Предоставленный текст:

┏━━

Но, когда подслушал я в далеком храме
Странную, как море, тихую тоску, —
Понял я, что слишком долго был я с вами
И что петь другому я уж не могу. —

здесь «наглядно соединились два определивших жизнь Эренбурга мотива — верности и отречения»[14].

В конце 1909 года на эмигрантском вечере Эренбург познакомился с первокурсницей-медичкой Сорбонны Катей Шмидт. «Влюбился я сразу»[15] — это единственное такого рода признание в семитомных его воспоминаниях. Испытанное им чувство (тогда взаимное) оказалось одним из самых сильных в жизни.

Тетрадка стихов начинающего поэта попадает к Брюсову (в сентябре 1910-го Эренбург напомнит ему об этом в письме: «Весной этого года Вы взяли на себя труд просмотреть мои первые стихи. Ваши указания послужили мне руководством в дальнейшей работе»[16].).

┗━━

Задание A:
Ответьте по тексту об Эренбурге на три вопроса:
(i) Когда и где Эренбург познакомился с Катей Шмидт?
(ii) Кем была Катя Шмидт в то время?
(iii) В каком месяце и году Эренбург напомнил Брюсову в письме о том, что тот просмотрел его стихи?
Задание B: Перечислите всех людей, названных по имени или фамилии в тексте об Эренбурге.

Отрывок из источника:
┏━━

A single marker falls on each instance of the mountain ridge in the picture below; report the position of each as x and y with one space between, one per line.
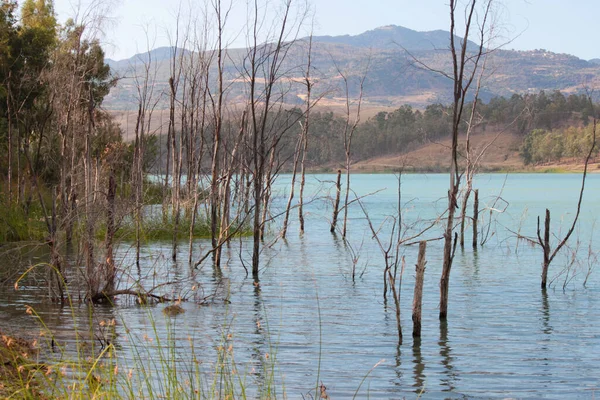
393 78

┗━━

Правильный ответ A:
(i) В конце 1909 года на эмигрантском вечере.
(ii) Первокурсницей-медичкой Сорбонны.
(iii) В сентябре 1910 года.

Правильный ответ B: Эренбург, Катя Шмидт, Брюсов.